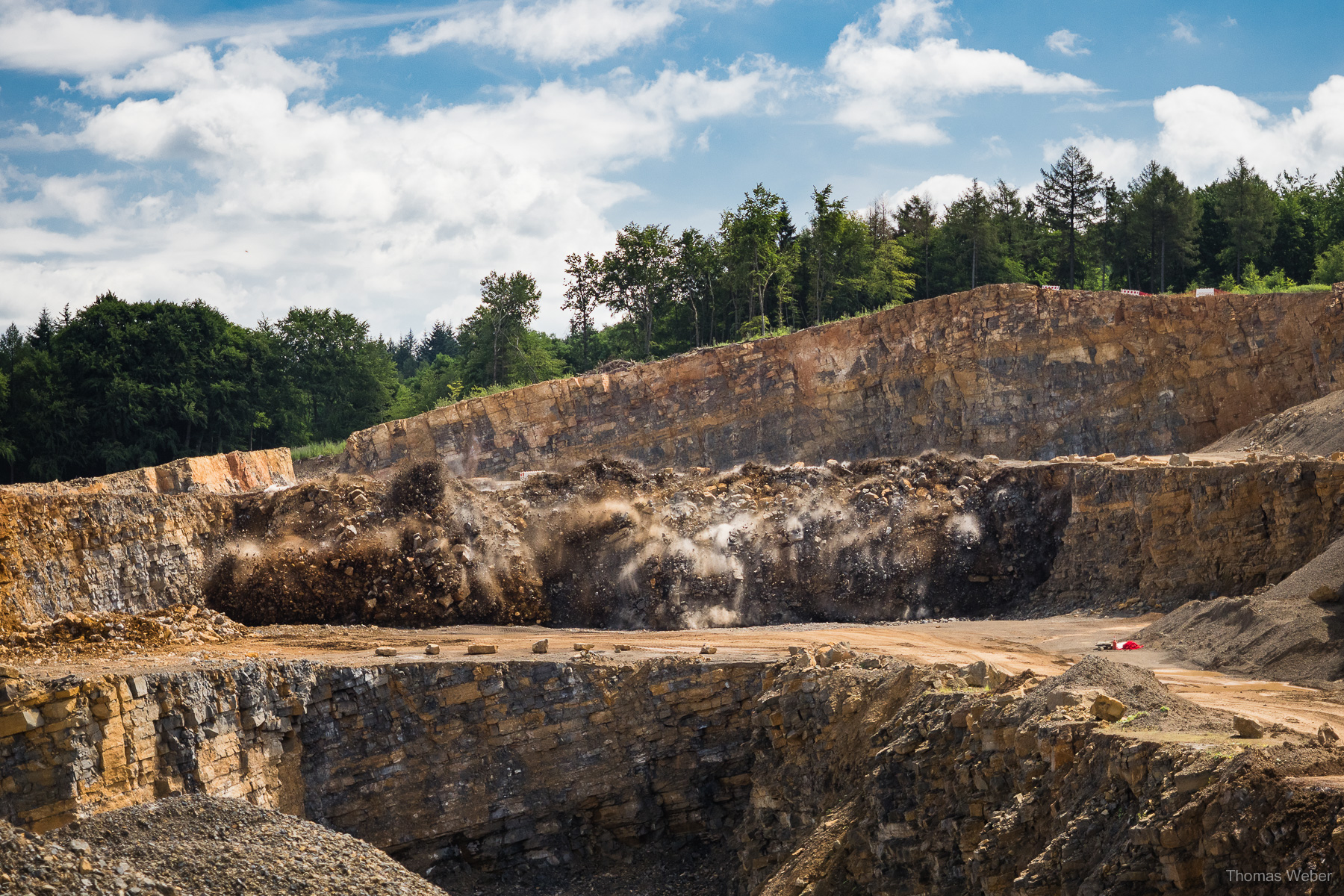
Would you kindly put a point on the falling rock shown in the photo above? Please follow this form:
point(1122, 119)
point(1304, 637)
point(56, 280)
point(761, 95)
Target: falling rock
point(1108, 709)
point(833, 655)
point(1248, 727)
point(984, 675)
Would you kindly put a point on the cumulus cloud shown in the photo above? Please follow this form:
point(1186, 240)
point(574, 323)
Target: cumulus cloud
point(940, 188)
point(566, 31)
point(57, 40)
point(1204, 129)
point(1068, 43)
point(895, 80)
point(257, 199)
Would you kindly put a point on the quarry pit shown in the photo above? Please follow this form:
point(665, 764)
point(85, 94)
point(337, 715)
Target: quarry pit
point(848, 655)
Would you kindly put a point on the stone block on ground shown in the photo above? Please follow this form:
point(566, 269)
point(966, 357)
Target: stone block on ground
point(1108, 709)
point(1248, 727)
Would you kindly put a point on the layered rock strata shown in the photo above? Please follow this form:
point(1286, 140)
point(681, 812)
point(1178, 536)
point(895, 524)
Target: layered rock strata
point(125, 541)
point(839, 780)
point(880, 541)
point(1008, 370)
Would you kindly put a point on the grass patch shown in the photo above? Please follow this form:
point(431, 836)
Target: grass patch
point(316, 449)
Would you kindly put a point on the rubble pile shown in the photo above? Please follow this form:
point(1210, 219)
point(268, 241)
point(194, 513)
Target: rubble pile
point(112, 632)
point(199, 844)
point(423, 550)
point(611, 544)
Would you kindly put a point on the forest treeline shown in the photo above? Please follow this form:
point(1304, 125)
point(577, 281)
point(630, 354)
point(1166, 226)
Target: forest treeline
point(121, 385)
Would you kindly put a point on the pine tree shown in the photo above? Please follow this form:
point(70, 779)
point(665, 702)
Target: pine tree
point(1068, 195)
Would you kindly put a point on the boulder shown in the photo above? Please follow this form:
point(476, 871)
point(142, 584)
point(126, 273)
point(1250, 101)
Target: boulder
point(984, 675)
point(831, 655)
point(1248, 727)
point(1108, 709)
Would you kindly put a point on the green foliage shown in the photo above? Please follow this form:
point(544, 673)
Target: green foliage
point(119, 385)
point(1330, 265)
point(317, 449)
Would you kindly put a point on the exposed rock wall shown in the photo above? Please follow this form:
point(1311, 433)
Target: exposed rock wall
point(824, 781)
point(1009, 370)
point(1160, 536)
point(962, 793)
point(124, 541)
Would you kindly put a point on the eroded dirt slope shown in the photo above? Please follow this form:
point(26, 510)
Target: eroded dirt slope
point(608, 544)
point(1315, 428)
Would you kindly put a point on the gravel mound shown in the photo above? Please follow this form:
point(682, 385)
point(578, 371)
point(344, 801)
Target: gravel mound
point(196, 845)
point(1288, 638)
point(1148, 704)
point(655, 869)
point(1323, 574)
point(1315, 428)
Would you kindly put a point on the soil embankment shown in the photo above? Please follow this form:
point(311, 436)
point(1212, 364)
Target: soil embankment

■ **WHAT IS NEEDED**
Copy the lines starting at the one containing "Would you kindly put a point on the cumulus" and ending at the one containing "point(257, 199)", including the request. In the answer points, multiply every coordinate by 1.75 and round to a whole number with halves going up, and leave the request and its sample points unchanged.

■ **PROBLEM SOLUTION**
Would you kindly put a point on the cumulus cloud shown in the photo above? Please follow this form:
point(1186, 240)
point(574, 323)
Target: cumulus cloud
point(1645, 329)
point(991, 54)
point(100, 70)
point(2107, 226)
point(1869, 75)
point(1566, 140)
point(450, 348)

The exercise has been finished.